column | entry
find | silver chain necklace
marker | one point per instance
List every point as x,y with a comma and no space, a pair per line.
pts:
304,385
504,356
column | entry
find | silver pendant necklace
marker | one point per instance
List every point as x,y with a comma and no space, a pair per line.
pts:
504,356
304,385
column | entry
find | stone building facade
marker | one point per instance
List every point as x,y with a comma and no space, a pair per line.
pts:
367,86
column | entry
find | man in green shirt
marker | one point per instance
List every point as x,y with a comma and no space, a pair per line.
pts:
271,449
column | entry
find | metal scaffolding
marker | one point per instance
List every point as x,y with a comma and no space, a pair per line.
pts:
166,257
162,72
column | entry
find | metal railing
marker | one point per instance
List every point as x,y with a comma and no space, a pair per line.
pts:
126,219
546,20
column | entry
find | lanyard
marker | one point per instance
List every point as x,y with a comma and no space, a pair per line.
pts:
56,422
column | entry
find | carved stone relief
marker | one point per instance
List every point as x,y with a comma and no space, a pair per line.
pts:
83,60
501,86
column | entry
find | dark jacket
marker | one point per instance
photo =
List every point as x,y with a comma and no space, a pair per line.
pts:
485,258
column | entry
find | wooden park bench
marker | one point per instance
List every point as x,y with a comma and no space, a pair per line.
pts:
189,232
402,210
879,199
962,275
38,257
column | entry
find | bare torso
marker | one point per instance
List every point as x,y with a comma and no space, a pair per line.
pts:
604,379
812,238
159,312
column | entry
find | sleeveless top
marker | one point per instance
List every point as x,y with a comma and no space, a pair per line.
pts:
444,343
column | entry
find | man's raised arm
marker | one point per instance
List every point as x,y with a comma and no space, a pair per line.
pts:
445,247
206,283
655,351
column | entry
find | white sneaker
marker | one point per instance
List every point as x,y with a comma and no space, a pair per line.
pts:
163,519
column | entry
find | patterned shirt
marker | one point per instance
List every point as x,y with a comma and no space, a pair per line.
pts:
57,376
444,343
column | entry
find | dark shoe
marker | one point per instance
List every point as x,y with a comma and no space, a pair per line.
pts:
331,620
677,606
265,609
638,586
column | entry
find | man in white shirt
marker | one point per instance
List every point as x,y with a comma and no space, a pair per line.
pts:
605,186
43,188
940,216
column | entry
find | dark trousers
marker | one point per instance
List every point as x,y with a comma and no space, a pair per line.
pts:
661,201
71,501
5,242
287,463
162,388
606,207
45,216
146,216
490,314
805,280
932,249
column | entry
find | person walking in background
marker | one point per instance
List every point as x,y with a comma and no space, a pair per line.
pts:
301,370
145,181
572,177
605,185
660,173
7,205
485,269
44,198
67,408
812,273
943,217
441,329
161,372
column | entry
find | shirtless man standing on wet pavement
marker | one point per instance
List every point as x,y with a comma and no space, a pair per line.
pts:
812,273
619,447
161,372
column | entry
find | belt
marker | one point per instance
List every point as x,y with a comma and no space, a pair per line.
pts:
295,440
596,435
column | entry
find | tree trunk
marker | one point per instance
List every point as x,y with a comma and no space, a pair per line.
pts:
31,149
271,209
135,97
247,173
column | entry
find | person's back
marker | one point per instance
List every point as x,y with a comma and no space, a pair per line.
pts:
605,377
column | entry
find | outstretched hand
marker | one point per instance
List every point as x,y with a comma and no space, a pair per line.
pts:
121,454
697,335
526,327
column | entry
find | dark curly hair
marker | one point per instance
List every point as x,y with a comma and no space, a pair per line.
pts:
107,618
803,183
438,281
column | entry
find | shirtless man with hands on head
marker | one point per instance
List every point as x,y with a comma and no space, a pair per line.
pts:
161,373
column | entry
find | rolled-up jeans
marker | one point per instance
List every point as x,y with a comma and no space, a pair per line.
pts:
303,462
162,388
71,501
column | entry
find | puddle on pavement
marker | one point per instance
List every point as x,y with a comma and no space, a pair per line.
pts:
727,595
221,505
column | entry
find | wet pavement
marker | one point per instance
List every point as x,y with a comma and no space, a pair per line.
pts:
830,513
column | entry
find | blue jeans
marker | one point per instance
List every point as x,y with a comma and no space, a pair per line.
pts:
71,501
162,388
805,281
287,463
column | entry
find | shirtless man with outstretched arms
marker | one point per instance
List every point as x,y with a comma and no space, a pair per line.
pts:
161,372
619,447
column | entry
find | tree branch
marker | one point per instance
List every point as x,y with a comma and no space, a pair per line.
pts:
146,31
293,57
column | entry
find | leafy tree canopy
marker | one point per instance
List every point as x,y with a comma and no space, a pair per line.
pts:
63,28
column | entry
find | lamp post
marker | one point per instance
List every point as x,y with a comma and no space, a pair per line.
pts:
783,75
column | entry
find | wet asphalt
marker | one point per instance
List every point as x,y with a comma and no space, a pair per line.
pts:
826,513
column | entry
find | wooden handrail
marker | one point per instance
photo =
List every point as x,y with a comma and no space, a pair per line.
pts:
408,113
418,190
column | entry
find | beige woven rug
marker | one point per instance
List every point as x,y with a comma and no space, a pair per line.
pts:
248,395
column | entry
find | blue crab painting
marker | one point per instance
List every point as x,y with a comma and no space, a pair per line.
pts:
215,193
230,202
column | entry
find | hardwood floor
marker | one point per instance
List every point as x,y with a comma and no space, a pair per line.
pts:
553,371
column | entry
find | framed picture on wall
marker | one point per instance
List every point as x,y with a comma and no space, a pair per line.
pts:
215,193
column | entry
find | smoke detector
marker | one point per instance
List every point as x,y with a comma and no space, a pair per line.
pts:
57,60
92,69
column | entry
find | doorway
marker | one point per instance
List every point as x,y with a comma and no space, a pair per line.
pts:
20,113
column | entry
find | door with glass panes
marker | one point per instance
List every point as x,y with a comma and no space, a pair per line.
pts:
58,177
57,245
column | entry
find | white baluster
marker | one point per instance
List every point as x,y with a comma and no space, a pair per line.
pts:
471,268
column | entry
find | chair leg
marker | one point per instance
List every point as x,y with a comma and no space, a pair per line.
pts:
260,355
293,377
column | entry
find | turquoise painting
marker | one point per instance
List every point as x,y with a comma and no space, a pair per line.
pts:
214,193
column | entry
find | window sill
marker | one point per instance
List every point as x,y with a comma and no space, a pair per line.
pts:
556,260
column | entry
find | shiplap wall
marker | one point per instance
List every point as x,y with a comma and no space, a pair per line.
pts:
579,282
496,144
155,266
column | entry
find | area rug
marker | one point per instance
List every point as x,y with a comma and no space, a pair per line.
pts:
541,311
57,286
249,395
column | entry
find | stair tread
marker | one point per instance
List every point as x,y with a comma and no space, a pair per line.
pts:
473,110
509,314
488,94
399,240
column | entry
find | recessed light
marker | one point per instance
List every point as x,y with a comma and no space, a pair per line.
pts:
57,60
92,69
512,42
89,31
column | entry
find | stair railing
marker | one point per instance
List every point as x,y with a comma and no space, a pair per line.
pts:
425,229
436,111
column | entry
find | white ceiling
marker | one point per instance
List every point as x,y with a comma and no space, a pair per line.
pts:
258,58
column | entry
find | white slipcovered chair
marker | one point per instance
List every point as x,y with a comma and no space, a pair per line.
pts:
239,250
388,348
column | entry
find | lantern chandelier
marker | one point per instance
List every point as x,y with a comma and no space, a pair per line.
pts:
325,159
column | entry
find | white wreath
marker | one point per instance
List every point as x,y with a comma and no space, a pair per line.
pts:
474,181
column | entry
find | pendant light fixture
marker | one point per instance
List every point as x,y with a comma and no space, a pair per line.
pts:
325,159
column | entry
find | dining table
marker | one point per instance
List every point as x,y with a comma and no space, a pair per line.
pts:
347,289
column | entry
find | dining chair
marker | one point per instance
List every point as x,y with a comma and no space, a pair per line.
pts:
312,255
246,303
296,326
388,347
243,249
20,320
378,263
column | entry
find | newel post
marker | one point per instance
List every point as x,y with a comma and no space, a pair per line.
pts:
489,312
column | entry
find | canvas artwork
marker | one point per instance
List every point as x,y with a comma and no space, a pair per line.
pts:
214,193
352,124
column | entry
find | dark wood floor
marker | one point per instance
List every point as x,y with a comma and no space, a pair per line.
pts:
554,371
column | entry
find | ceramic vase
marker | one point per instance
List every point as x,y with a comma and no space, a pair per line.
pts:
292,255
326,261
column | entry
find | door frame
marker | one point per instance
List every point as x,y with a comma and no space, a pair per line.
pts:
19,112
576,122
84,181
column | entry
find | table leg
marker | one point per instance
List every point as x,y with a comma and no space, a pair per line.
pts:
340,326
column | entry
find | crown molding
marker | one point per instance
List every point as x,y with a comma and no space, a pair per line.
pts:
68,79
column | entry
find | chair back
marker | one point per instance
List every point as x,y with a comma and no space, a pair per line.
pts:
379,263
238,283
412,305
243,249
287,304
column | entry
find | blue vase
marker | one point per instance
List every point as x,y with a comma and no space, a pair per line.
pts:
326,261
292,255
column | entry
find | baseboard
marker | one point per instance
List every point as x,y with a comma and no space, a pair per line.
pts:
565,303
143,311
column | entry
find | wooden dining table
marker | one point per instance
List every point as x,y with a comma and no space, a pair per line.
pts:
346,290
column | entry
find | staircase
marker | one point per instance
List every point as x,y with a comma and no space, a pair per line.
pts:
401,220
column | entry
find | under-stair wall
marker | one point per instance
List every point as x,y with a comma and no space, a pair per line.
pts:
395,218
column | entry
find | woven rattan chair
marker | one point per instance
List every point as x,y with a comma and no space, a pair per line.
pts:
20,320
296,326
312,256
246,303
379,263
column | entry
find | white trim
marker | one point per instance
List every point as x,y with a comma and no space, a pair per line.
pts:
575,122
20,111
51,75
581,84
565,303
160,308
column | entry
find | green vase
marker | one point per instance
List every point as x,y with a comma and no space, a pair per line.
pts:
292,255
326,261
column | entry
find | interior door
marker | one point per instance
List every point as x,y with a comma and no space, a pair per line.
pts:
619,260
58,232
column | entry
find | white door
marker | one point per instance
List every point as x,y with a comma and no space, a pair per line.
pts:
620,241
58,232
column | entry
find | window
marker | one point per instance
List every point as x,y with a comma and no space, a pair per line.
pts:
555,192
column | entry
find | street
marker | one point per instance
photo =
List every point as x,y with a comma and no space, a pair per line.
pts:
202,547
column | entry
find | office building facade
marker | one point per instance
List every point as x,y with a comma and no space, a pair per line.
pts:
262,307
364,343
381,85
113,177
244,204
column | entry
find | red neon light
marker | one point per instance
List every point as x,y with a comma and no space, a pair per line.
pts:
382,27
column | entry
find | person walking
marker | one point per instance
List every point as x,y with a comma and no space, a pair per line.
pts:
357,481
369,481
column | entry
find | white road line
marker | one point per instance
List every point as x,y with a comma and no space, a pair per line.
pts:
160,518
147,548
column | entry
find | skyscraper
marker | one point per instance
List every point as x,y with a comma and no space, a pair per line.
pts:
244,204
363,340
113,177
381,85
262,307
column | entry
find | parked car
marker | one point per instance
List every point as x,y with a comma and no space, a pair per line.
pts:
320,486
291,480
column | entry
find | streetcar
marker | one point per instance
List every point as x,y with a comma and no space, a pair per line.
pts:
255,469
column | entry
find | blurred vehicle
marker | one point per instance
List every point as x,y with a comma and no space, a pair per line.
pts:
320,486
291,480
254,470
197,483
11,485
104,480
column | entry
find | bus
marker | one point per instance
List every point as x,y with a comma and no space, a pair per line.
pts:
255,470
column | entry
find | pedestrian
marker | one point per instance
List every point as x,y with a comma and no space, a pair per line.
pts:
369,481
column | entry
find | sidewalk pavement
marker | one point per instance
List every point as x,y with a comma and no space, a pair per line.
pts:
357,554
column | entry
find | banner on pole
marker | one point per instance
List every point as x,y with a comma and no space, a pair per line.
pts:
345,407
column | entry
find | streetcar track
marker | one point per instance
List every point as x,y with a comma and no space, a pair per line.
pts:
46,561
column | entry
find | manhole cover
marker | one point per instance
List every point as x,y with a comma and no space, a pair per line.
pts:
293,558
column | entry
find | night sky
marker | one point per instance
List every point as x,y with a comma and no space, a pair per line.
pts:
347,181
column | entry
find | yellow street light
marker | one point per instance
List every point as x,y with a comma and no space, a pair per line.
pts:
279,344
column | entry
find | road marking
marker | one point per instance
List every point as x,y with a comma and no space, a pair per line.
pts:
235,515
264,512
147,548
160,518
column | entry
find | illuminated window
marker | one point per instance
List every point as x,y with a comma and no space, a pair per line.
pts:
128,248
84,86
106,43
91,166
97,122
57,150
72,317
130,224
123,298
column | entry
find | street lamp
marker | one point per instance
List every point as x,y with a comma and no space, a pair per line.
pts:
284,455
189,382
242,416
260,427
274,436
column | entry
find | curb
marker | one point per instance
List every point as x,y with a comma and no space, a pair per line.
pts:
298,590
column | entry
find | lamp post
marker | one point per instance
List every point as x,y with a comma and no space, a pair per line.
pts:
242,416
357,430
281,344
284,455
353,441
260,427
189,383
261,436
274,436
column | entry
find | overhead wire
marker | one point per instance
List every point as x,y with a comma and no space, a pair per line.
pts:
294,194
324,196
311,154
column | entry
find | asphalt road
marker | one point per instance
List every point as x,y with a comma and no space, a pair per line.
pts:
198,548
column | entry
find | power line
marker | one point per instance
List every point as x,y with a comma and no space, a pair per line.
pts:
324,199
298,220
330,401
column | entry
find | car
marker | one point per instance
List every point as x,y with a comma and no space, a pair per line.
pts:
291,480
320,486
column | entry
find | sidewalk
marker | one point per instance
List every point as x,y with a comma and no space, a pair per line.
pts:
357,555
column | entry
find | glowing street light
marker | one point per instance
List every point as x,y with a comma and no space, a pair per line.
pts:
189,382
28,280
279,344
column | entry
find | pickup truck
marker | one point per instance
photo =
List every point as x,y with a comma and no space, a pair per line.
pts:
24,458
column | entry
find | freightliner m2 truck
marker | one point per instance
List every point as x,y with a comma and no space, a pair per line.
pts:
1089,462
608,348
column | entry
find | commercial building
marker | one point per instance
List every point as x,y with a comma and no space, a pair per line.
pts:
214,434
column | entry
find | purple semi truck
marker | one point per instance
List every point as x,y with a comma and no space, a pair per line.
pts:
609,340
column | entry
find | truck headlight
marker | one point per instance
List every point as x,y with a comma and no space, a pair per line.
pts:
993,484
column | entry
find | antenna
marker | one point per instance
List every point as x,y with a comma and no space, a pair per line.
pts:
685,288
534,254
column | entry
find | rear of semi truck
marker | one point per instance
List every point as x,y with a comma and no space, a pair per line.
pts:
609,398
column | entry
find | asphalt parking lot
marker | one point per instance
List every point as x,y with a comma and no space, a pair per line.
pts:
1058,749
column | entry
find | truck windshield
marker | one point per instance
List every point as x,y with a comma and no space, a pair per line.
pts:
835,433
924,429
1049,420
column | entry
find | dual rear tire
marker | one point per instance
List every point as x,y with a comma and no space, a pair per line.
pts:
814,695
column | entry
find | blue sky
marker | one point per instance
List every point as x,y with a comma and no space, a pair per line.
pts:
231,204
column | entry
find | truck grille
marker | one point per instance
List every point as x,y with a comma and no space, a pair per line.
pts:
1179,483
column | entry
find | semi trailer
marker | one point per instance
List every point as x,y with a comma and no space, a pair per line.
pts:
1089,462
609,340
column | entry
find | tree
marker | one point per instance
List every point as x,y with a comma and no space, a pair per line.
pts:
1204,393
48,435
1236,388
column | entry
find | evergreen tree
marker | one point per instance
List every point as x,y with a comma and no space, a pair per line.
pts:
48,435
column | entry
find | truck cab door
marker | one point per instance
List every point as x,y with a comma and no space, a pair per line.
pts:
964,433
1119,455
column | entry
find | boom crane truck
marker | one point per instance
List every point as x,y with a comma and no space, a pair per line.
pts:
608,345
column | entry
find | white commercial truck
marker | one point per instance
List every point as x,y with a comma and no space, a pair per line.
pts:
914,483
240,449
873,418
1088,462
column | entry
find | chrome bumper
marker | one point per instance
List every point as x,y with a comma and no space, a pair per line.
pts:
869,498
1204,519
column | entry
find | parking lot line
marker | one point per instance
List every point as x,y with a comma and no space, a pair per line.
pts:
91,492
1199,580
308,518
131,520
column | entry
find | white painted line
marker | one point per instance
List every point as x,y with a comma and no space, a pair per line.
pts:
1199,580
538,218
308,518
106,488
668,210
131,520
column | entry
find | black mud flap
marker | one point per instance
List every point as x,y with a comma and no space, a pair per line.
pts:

========================

Select and copy every line of the material that contains the word "necklace".

find | silver chain necklace
find | silver pendant necklace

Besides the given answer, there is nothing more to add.